> _Quoted passage_:
········

STAR WARS: CLONE WARS GAMBIT
BOOK 2: SIEGE
By Karen Miller
Published in hardback in the UK by CENTURY PUBLISHING
(Available in Paperback in the UK from ARROW from 26th May 2011)
Reviewed by Scott Weller
Note: this book review contains possible spoilers
Heroes come in all shapes and sizes, often born from circumstances that are not necessarily convenient or of happy expectancy- he/she/they emerge from tragedy, horror, desperation and necessity, sometimes springing from a well of expectancy or from a need to survive-not only as individuals but for the others around them that they care for and want to protect. In the new STAR WARS CLONE WARS GAMBIT book: SIEGE, author Karen Miller shows how, in a time of desperate crisis and struggle, a race of beaten down people must overcome their fears, prejudices and the lies of the past in order to work and form an alliance with two Jedi knights whom, in the end, are their only hope of survival against a cruel and tyrannical enemy swarming across the galaxy...
Only just escaping Lok Durd’s droid trap, and the captured and beaten scientist Bant’ena Fhernan betrayal’s of them to him in the city of Lanteeba, our Jedi heroes, on the run, injured, over exhausted and injured from their lengthy combat use of their Force abilities begin book two by crash-landing their damaged air car and seeking shelter amongst a town of Lanteeb villagers located near a local Damotite mine.

········

> _Information given_:
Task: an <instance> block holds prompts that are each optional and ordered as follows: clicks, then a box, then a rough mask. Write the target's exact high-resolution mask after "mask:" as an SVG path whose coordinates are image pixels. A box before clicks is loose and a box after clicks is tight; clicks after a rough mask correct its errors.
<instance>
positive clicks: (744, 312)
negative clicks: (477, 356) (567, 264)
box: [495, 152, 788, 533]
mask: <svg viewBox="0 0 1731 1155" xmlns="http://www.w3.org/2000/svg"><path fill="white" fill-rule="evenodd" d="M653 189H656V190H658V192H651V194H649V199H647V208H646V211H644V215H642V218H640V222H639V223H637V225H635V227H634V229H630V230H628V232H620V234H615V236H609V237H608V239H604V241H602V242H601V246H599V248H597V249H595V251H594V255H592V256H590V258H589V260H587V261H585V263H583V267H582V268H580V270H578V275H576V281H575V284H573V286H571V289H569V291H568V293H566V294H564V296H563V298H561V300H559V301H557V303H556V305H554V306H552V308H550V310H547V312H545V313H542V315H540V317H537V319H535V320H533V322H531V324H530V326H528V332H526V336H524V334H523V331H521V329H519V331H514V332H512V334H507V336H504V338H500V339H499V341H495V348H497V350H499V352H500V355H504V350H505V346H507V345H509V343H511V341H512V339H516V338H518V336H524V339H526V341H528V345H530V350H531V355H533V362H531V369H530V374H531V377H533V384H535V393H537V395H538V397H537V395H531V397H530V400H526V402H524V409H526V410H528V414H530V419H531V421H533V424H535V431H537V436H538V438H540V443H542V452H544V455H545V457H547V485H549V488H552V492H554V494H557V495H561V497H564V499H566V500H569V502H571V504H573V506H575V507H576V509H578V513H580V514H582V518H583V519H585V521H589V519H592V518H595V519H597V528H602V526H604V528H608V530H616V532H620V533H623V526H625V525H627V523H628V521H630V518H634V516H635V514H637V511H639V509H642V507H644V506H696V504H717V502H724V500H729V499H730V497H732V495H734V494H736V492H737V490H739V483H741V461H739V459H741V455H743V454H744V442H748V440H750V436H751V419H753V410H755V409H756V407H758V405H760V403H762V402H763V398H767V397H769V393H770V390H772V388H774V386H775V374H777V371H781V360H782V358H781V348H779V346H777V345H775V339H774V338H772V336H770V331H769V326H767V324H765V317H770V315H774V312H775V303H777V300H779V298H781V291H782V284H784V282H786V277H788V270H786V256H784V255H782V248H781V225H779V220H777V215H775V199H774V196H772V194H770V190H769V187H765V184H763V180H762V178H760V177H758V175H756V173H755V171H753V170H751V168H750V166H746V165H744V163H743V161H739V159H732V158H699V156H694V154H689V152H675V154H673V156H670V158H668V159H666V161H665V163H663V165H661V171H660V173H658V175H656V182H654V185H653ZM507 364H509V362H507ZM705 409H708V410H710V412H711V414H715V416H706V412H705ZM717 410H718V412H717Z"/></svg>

········

> _Written task 1_: Condense the book review's paragraph beginning "Heroes come in all shapes and sizes" into a shorter version that keeps its main points.
> _Written task 2_: Continue the book review after its last sentence.
The rows have nothing to do with the book review.

> _Written answer 1_: Heroes can arise from tragedy, horror, desperation or the need to survive, both for themselves and for the people they want to protect. In SIEGE, the new Star Wars Clone Wars Gambit book, Karen Miller shows a beaten-down people in a time of crisis who must overcome their fears, prejudices and the lies of the past to ally with two Jedi knights. Those Jedi are their only hope against a cruel, tyrannical enemy spreading across the galaxy.

> _Written answer 2_:
A run down but busy place of activity, Torbel has become one of the planets primary prodcers of Damotite- a key ore element being used for the new Separatist bio-weapon- whose people miraculously hold the key as to how they are able to survive terrible working condition effects, a lack of food and other vital resources, and, even worse, the deadly effects of poisoning in their unstable mine. In their guises as members of the Lanteeb populace, Obi and Anakin exchange shelter for mining work, though their acceptance in the town is at first cautiously guarded by its isolationist people, who are continually wary of strangers.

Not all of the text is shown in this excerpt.